● Excerpt:
───
[Lex Computer & Tech Group/LCTG] Race is on to save our secrets from computers of the future
Harry Forsdick
forsdick at gmail.com
Mon Oct 23 02:21:27 PDT 2023
>From today’s Boston Globe:
Race is on to save our secrets from computers of the future
Quantum devices imperil complex encryption codes
Robert Schoelkopf worked on a device used to cool superconducting qubits,
at Yale. He is at the forefront of a worldwide effort to build the world’s
first quantum computer.
By Zach Montague, New York Times
WASHINGTON — They call it Q-Day: the day when a quantum computer, one more
powerful than any yet built, could shatter the world of privacy and
security as we know it.
It would happen through a bravura act of mathematics: the separation of
some very large numbers, hundreds of digits long, into their prime factors.
That might sound like a meaningless division problem, but it would
fundamentally undermine the encryption protocols that governments and
corporations have relied on for decades. Sensitive information such as
military intelligence, weapons designs, industry secrets, and banking
information is often transmitted or stored under digital locks that the act
of factoring large numbers could crack open.
Among the various threats to America’s national security, the unraveling of
encryption is rarely discussed in the same terms as nuclear proliferation,
the global climate crisis, or artificial general intelligence. But for many
of those working on the problem behind the scenes, the danger is
existential.
“This is potentially a completely different kind of problem than one we’ve
ever faced,’’ said Glenn S. Gerstell, a former general counsel of the
National Security Agency and one of the authors of an expert consensus
report on cryptology. “It may be that there’s only a 1 percent chance of
that happening, but a 1 percent chance of something catastrophic is
something you need to worry about.’’
The White House and the Homeland Security Department have made clear that
in the wrong hands, a powerful quantum computer could disrupt everything
from secure communications to the underpinnings of our financial system. In
short order, credit card transactions and stock exchanges could be overrun
by fraudsters; air traffic systems and GPS signals could be manipulated;
and the security of critical infrastructure, including nuclear plants and
the power grid, could be compromised.
───
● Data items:
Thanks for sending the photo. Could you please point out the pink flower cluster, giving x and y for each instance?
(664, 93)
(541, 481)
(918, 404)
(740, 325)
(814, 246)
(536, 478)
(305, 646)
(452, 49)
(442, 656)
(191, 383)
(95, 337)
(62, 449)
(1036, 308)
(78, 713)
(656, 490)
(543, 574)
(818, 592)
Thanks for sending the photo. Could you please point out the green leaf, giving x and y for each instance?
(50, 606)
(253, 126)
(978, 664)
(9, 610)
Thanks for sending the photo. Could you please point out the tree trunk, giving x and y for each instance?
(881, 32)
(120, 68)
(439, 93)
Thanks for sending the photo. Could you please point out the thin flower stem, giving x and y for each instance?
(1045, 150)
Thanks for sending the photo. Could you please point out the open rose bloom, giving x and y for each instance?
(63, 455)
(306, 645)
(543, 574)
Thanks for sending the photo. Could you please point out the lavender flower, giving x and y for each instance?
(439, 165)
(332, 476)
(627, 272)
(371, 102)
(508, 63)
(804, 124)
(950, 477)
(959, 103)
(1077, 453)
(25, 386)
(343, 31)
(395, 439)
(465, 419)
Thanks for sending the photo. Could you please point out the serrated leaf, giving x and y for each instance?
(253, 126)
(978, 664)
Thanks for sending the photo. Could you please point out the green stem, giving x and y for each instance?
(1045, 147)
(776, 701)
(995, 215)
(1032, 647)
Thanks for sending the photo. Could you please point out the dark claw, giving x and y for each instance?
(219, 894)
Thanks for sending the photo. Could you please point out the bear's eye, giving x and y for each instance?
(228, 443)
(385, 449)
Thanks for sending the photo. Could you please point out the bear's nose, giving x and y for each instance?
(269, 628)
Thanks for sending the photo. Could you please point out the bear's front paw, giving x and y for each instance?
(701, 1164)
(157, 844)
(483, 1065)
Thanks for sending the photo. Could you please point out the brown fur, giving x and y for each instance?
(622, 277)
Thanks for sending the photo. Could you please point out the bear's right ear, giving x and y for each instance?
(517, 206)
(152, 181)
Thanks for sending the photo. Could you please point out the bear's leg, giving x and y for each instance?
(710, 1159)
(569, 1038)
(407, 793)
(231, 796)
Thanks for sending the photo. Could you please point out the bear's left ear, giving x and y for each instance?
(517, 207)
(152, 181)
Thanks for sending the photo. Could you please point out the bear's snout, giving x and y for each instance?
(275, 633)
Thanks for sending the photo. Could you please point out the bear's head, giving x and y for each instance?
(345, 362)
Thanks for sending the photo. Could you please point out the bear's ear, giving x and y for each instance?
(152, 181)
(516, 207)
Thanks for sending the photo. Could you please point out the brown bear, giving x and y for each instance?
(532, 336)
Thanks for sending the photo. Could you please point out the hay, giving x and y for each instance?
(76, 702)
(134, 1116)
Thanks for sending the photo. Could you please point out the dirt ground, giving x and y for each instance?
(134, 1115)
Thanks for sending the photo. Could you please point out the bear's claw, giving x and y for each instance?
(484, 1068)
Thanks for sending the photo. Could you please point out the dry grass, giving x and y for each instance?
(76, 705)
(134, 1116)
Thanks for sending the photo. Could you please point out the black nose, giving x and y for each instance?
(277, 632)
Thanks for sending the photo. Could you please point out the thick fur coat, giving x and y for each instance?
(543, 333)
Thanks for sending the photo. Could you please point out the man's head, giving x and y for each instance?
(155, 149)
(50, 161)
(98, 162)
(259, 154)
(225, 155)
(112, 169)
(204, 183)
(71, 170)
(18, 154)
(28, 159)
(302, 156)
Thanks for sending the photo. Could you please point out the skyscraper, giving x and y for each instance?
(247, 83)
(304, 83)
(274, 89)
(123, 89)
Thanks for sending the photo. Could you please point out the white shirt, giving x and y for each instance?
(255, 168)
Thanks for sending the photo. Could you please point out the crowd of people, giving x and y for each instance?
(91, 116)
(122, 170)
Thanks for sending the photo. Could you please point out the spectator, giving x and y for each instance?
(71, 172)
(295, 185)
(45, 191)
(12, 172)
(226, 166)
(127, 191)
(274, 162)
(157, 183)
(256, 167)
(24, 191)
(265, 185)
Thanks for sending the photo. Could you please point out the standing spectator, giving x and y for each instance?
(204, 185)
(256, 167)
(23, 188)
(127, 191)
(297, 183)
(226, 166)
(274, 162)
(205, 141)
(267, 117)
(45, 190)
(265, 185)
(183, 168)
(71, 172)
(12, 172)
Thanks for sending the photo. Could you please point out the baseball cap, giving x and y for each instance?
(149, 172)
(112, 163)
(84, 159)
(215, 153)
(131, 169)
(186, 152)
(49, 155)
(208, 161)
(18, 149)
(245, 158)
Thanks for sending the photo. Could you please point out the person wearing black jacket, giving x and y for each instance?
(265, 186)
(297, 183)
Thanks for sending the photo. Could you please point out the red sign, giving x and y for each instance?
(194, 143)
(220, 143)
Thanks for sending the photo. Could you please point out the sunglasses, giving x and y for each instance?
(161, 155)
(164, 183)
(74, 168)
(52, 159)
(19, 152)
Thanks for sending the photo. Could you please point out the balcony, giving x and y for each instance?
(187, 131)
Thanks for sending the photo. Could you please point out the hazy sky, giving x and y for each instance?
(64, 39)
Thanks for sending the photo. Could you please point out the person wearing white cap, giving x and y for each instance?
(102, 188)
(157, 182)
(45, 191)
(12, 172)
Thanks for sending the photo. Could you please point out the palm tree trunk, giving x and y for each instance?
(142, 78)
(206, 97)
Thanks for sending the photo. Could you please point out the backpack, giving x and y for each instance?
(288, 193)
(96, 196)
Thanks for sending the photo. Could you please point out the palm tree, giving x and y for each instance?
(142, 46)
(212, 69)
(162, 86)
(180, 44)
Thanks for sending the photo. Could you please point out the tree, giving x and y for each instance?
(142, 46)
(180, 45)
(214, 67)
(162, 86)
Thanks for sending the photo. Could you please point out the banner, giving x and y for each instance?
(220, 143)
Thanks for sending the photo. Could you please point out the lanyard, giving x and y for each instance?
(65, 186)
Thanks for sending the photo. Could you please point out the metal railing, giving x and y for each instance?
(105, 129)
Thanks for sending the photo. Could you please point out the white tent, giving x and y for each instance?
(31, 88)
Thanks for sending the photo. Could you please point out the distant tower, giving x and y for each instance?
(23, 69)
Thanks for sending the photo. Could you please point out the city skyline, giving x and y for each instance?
───
● Problems to work on:
**1.** Transcribe the passage of the quantum encryption article starting at "It would happen" and ending at "existential.".
**2.** Translate this sentence from the quantum encryption article into Spanish: "The White House and the Homeland Security Department have made clear that in the wrong hands, a powerful quantum computer could disrupt everything from secure communications to the underpinnings of our financial system."
**3.** Supply the next part of the quantum encryption article, picking up after its final sentence.

● Task-by-task answers:
**1.**
It would happen through a bravura act of mathematics: the separation of
some very large numbers, hundreds of digits long, into their prime factors.
That might sound like a meaningless division problem, but it would
fundamentally undermine the encryption protocols that governments and
corporations have relied on for decades. Sensitive information such as
military intelligence, weapons designs, industry secrets, and banking
information is often transmitted or stored under digital locks that the act
of factoring large numbers could crack open.
Among the various threats to America’s national security, the unraveling of
encryption is rarely discussed in the same terms as nuclear proliferation,
the global climate crisis, or artificial general intelligence. But for many
of those working on the problem behind the scenes, the danger is
existential.

**2.** La Casa Blanca y el Departamento de Seguridad Nacional han dejado claro que, en las manos equivocadas, una computadora cuántica potente podría perturbar todo, desde las comunicaciones seguras hasta los cimientos de nuestro sistema financiero.

**3.**
The danger extends not just to future breaches but to past ones: Troves of
encrypted data harvested now and in coming years could, after Q-Day, be
unlocked. Current and former intelligence officials say that China and
potentially other rivals are probably already working to find and store
such troves of data in hopes of decoding them in the future. European
policy researchers echoed those concerns in a report this summer.
No one knows when, if ever, quantum computing will advance to that degree.
Today, the most powerful quantum device uses 433 “qubits,’’ as the quantum
equivalent of transistors are called. That figure would probably need to
reach into the tens of thousands, perhaps even the millions, before today’s
encryption systems would fall.
But within the US cybersecurity community, the threat is seen as real and
urgent. China, Russia, and the United States are all racing to develop the
technology before their geopolitical rivals do, although it is difficult to
know who is ahead because some of the gains are shrouded in secrecy.
On the American side, the possibility that an adversary could win that race
has set in motion a yearslong effort to develop a new generation of
encryption systems, ones that even a powerful quantum computer would be
unable to break.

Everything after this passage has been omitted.